● **What you will do**: Would you please retype, exactly, the lines of the listing below between the line with "block foot plate." and the line with "Given the photograph above, return bounding boxes for runner's", inclusive?

Data for this exercise below:

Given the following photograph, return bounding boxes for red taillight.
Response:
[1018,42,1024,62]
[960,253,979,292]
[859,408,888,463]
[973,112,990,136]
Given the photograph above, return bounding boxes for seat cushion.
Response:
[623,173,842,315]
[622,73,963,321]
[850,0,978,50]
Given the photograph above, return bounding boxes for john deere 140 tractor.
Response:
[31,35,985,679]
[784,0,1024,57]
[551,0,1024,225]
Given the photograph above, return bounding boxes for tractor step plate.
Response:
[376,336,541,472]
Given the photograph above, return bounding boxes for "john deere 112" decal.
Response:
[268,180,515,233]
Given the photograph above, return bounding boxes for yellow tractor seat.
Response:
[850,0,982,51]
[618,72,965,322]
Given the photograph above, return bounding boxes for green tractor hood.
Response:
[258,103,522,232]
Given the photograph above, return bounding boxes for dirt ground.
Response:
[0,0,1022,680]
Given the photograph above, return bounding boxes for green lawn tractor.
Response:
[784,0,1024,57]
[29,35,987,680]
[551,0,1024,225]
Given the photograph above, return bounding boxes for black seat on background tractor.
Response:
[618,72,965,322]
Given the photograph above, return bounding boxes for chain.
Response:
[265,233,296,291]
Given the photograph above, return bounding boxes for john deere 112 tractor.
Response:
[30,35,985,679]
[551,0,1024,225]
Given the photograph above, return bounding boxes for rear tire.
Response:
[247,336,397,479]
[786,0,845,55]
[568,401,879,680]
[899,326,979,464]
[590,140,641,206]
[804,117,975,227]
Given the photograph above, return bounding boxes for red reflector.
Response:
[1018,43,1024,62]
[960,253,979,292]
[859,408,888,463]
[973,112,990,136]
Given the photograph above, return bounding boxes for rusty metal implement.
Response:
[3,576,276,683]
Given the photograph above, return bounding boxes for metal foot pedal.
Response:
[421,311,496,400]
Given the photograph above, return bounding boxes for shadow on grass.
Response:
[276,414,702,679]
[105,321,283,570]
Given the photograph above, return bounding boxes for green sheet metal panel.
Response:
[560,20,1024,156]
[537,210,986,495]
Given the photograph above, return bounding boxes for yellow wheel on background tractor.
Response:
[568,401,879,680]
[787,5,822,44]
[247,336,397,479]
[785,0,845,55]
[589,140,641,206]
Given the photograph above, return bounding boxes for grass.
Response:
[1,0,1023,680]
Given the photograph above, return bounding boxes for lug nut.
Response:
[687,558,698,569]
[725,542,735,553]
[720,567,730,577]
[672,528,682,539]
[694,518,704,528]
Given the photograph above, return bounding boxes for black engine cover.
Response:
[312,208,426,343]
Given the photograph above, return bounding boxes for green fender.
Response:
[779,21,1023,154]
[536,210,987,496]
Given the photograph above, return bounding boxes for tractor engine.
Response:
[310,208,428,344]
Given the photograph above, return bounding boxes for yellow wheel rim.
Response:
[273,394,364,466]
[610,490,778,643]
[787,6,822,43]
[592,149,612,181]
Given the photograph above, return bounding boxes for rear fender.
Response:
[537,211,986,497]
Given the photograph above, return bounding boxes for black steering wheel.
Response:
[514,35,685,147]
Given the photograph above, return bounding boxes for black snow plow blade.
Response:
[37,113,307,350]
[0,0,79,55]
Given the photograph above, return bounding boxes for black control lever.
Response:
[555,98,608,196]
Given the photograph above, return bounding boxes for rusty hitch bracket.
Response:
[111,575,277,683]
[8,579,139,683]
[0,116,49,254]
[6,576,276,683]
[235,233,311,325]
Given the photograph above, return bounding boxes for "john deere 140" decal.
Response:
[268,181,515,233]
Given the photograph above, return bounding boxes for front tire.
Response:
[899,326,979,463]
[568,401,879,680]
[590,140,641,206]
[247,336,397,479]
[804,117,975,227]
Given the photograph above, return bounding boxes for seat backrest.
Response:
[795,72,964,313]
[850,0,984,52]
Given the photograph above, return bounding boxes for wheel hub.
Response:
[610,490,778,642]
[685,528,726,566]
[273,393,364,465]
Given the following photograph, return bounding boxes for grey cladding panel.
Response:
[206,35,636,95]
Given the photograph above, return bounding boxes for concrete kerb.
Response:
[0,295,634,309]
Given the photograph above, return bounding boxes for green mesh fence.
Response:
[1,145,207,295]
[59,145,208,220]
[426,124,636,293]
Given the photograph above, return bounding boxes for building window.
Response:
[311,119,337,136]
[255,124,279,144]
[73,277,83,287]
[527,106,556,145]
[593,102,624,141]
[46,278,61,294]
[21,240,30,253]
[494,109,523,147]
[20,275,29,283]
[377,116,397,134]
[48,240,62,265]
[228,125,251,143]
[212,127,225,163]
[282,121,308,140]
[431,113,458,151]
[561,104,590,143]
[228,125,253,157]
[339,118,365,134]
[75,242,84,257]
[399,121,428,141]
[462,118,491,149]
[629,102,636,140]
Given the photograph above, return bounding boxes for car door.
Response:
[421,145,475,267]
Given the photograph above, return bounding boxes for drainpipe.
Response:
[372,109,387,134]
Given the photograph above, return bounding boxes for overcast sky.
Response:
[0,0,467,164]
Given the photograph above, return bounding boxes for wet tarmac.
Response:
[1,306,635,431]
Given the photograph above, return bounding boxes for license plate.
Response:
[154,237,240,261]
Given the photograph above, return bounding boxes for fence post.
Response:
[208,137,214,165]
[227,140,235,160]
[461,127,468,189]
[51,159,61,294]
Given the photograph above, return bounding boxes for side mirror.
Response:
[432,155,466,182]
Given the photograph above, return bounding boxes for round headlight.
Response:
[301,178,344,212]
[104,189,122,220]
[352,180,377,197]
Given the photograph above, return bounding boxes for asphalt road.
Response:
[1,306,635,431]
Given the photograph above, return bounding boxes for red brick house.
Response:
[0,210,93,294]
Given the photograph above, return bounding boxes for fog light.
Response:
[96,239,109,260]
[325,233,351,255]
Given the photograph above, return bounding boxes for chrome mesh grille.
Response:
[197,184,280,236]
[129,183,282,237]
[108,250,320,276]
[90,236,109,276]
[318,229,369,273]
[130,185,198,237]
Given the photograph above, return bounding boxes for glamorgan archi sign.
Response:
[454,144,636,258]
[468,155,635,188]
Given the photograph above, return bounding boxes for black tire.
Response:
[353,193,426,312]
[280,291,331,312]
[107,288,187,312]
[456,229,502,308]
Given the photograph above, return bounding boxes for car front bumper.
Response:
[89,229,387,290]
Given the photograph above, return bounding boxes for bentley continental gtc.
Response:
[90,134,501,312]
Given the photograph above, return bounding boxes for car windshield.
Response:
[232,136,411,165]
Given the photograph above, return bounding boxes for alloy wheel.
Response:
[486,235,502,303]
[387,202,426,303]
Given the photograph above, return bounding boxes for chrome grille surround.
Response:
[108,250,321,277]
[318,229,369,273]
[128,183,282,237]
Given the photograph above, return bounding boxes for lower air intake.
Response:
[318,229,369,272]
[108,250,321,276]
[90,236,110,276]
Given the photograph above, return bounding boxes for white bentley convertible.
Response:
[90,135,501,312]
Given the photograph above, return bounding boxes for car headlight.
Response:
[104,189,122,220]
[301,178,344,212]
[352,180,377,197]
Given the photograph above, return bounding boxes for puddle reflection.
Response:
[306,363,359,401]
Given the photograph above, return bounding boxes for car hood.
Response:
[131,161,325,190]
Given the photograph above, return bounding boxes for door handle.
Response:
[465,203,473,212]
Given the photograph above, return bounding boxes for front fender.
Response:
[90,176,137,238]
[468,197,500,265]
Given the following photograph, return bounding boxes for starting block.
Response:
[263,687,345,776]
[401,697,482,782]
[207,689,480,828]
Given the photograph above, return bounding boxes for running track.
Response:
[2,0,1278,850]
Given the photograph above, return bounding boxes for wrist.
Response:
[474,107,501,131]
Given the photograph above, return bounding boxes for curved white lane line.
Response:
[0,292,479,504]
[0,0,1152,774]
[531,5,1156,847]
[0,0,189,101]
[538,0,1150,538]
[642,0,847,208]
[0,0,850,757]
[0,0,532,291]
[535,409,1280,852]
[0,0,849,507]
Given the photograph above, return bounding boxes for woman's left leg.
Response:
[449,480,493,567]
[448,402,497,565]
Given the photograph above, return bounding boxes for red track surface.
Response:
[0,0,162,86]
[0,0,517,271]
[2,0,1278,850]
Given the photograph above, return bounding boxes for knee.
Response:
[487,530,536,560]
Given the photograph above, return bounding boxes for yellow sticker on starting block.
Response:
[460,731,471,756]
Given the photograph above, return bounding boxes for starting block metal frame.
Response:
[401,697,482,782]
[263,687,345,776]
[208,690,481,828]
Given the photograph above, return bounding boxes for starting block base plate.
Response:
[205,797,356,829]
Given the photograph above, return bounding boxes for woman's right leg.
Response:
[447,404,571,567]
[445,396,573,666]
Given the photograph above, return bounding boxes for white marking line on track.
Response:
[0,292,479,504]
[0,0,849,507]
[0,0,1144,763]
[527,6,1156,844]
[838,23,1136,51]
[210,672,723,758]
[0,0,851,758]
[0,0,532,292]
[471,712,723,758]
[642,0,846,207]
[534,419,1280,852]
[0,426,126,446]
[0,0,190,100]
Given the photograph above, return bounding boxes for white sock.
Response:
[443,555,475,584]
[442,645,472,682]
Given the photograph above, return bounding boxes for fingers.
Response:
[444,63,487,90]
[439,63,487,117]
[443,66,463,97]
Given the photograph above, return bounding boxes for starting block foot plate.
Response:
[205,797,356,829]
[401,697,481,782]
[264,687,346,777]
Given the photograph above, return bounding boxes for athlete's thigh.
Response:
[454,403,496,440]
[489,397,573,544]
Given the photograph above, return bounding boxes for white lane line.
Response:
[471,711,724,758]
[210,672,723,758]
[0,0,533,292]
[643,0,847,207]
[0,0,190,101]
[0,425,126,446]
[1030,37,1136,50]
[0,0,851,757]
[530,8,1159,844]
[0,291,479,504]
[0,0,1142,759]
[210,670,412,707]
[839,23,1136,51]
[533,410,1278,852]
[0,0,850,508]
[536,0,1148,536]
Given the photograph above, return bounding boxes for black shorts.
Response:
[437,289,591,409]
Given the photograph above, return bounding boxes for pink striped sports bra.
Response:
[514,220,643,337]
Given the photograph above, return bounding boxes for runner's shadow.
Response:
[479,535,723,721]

End of Data for this exercise.

● **Answer to this exercise**:
Given the photograph above, return bounding boxes for starting block foot plate.
Response:
[205,797,356,829]
[401,697,481,782]
[264,687,346,777]
Given the photograph above, return bounding boxes for athlete's thigh.
Response:
[454,403,496,440]
[489,397,573,544]
Given the photograph above, return bounding boxes for white lane line.
Response:
[471,711,724,758]
[210,672,723,758]
[0,0,533,292]
[643,0,847,207]
[0,0,190,101]
[0,425,126,446]
[1030,37,1136,50]
[0,0,851,757]
[530,8,1159,844]
[0,291,479,504]
[0,0,1142,759]
[210,670,412,707]
[839,23,1136,51]
[533,410,1278,852]
[0,0,850,508]
[536,0,1148,536]
Given the photograph above, return bounding boxes for black shorts.
Response:
[437,289,591,409]
Given the photograph above, return bounding boxes for pink striped sports bra.
Response:
[514,220,643,337]
Given the photograph above, return bounding boxes for runner's shadow.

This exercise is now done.